§ Task instructions
A) From the discussion of Amazon's move off Oracle, copy word for word the part that opens with the words containing "Was it just" and closes with "a single warehouse?".
B) Continue the discussion of Amazon's move off Oracle from where it stops.

Amazon's Move Off Oracle Caused Prime Day Outage in One of its Biggest Warehouses, Internal Report Says (cnbc.com)
Amazon is learning how hard it can be to move off of Oracle's database software. From a report: On Prime Day, while the e-retailer was dealing with a major website glitch that slowed sales, the company was also dealing with a technical problem in Ohio at one of its biggest warehouses, leading to thousands of delayed package deliveries, according to an internal report obtained by CNBC. The problem was in large part due to Amazon's migration from Oracle's database to its own technology, the documents show. The outage underscores the challenge Amazon faces as it looks to move completely off Oracle's database by 2020, and how difficult it is to re-create that level of reliability. It also shows that Oracle's database is more efficient in some aspects than Amazon's rival software, a point that Oracle will likely emphasize during this week's annual OpenWorld conference in San Francisco.
Was it just a regular outage that could have happened to anyone, or something very specific to their own infrastructure?
Just because a change was made at some point in the past, you don't get to just assume that everything would have been fine if Change X or Y hadn't been made. Oracle isn't a silver bullet.
Oracle: Don't you dare change to a competing product. Bad things will happen to you.
Even those who arrange and design shrubberies are under considerable economic stress at this period in history.
So the only glitch was a short delay in a single warehouse?
Sounds like a massive success story to me.

§ Data segment
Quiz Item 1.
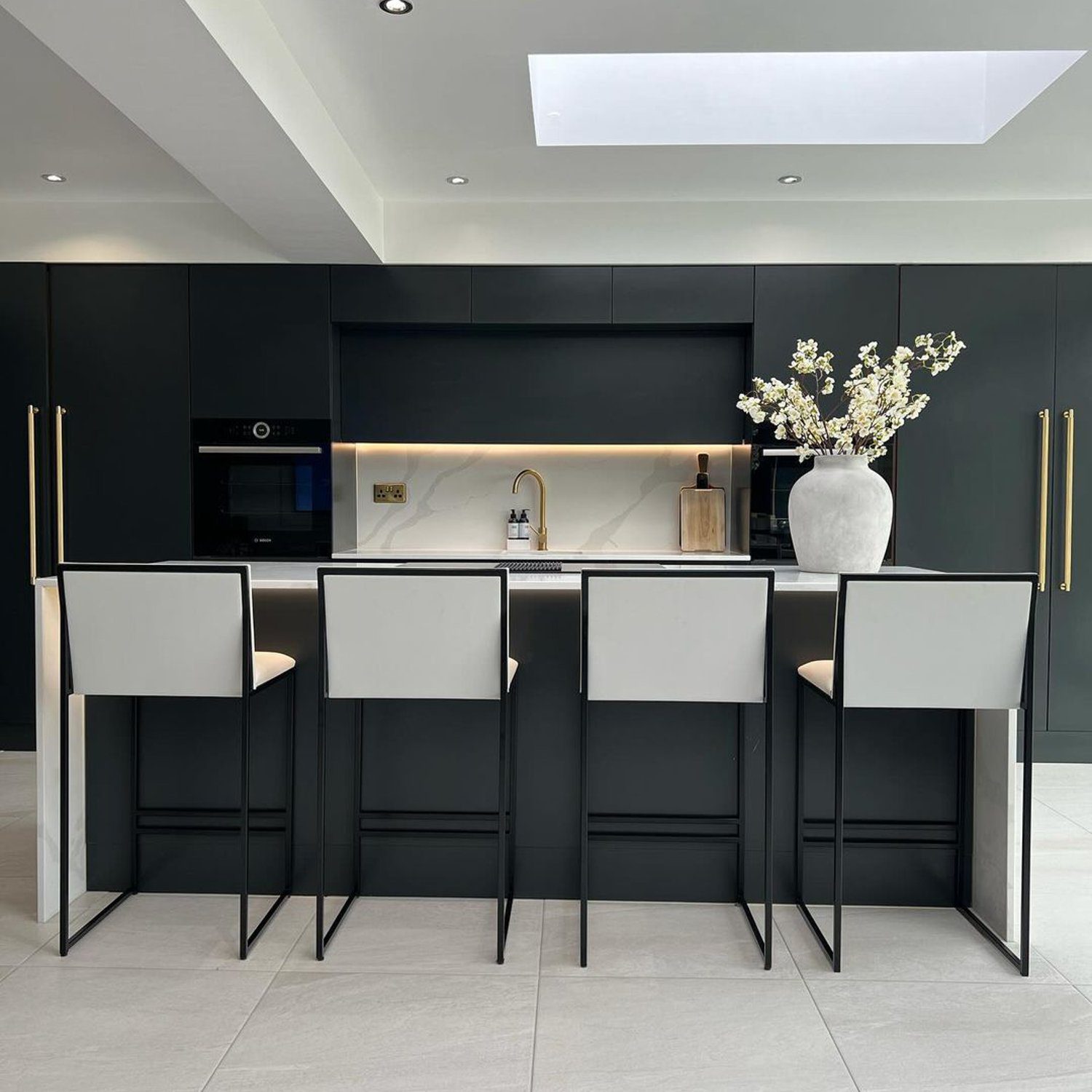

§ Set of answers
A)
Was it just a regular outage that could have happened to anyone, or something very specific to their own infrastructure?
Just because a change was made at some point in the past, you don't get to just assume that everything would have been fine if Change X or Y hadn't been made. Oracle isn't a silver bullet.
Oracle: Don't you dare change to a competing product. Bad things will happen to you.
Even those who arrange and design shrubberies are under considerable economic stress at this period in history.
So the only glitch was a short delay in a single warehouse?

B)
I use bussiness management products from oracle with an underlying oracle database. I feel like sometimes the IT department must not be shoveling enough coal into the boiler or something beacuse this antiquated inflexible interface just stalls all the time and very frequently has to go down for some sort of synchronization. It's slick like Amazon's web site. I don't understand why Oracle even exists given my experience with it.
Some drink at the fountain of knowledge. Others just gargle.
That phrase confused me.
I can absolutely understand wanting to move off Oracle. But why would they re-invent the wheel and write their own database? At least, that's what it sounds like they're doing based on the way the article was phrased.
Wouldn't it have been better to just switch to Postgres and use the oracle compatibility layer if they needed things like PL/SQL support?
Ilsa
Between Java and their Enterprise platforms, if Oracle spent as much time listening and responding to their customers as they spent threatening them, they might be in a far better position today. Any major platform transition is going to have problems unless you're exceptionally lucky. There's just too many moving parts in Enterprise systems for humans to get everything right on the first try. Oracle won't tout all of the problems people have moving ONTO their software from a competitor, but that transition pain happens too.
Every year that goes by, it seems like Oracle is in a more tenuous position, despite their increased revenue. They've already lost the SME space -- I don't know of a single company anywhere in our client base, or within my sphere of influence, that still uses Oracle software. Organizations are bumping up against the limits of NetSuite -- the costs to integrate 3rd-party or industry-specific components, compared with other ERPs, are turning out to be more significant than expected. So we have clients and vendors migrating ERPs over time.
Oracle is becoming the Comcast of the software world. They treat everyone like crap, but were so deeply embedded that they were hard to dislodge. With every passing year, that is less true, and I think Oracle knows it. Unfortunately, they seem to be choosing to double-down on the "treat everyone like crap" strategy, rather than actually fixing the systemic problems that might eventually sink them...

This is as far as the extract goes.